Text
***
Perot, the Texas billionaire who has pledged to run for president if enough of his fellow citizens demand it, has found a willing group of supporters in Knox County.
Local coordinator Charles Culpepper, of Camden, said the signature drive to get Perot on the ballot was spreading like prairie fire.
“We received the first forms last Thursday and had volunteers distributing them from Islesboro to Port Clyde and throughout the county that day,” Culpepper said.
Culpepper said the fervor for the Lone Star state’s Perot was so intense not even a heart attack could slow down one volunteer, John Pearce of Rockland.
Culpepper described Pearce as “a strong and long-time Perot admirer who was the first volunteer to pick up petition forms.” That same day while petitioning in his neighborhood Pearce was felled by a heart attack. Culpepper said that when the rescue team arrived, “John looked up from his position on the living room floor and said, `Are you fellows registered voters? How about signing the Ross Perot petition?”
Pearce, who is in his 70s and is a former Navy carrier-based pilot, was taken by the ambulance team to Penobscot Bay Medical Center where he remains in stable condition.
The response to Perot’s non-candidacy was just as intense at the Rockland IGA, where supporters started collecting signatures on Wednesday. Richard Anderson said he signed the petition because it was time to send a message to Washington.
***
What you will do
(a) Rewrite the article on the Knox County Perot petition drive from "Culpepper described Pearce" up to and including "in stable condition.", swapping "rescue team" for "emergency crew".
(b) Supply the next part of the article on the Knox County Perot petition drive, starting after its last sentence.

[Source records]
***
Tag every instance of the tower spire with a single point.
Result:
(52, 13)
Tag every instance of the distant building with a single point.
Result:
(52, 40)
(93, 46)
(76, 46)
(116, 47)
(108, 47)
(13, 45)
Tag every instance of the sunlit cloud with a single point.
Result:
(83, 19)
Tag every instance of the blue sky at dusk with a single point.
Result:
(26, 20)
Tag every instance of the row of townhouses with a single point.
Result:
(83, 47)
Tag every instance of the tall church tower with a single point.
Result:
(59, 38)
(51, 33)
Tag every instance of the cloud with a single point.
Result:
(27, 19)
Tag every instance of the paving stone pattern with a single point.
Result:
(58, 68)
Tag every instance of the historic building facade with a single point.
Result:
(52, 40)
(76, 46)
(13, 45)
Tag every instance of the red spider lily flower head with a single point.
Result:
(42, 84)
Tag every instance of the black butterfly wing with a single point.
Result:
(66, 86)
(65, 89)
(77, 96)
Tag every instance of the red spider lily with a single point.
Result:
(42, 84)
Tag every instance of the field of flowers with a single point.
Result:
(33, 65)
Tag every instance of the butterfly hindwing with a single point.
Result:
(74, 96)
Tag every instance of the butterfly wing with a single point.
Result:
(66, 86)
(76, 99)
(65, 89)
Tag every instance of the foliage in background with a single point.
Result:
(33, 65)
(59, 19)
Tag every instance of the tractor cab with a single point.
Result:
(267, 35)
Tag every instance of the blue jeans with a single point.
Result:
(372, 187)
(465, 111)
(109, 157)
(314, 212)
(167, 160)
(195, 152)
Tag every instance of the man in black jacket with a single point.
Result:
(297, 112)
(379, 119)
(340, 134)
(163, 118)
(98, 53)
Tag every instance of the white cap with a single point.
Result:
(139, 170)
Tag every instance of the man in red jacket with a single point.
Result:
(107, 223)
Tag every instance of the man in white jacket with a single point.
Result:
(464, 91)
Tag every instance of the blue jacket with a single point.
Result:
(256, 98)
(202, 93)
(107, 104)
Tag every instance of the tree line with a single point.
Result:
***
Results of the tasks
(a)
Culpepper described Pearce as “a strong and long-time Perot admirer who was the first volunteer to pick up petition forms.” That same day while petitioning in his neighborhood Pearce was felled by a heart attack. Culpepper said that when the emergency crew arrived, “John looked up from his position on the living room floor and said, `Are you fellows registered voters? How about signing the Ross Perot petition?”
Pearce, who is in his 70s and is a former Navy carrier-based pilot, was taken by the ambulance team to Penobscot Bay Medical Center where he remains in stable condition.

(b)
“I don’t see why not,” Anderson said. “I think they need a transfusion down in Washington and he’s the guy to do it. They need to clean house down there…As my father used to say, `there’s nothing wrong with that city that a few good funerals wouldn’t cure.”
Manning the signature table was Donald Cheney, of Rockport. Cheney, a registered Republican said he supported Perot because he had lost faith with the current administration.
“I don’t want to see us become a third world country. We can’t keep spending and you can’t spend what you don’t have,” Cheney said. “I can’t say mine is not a protest vote but what I think is that we really need a businessman down there running things. This guy is saying we can control the spending, stop the bleeding.”
Perot supporters will be collecting signatures this weekend at the Rockland and Camden IGA’s as well as by going door to door throughout other Knox County towns.
Culpepper said 4,500 signatures were needed to place Perot’s name on the November ballot and that Knox County volunteers had already gathered more than 500 signatures.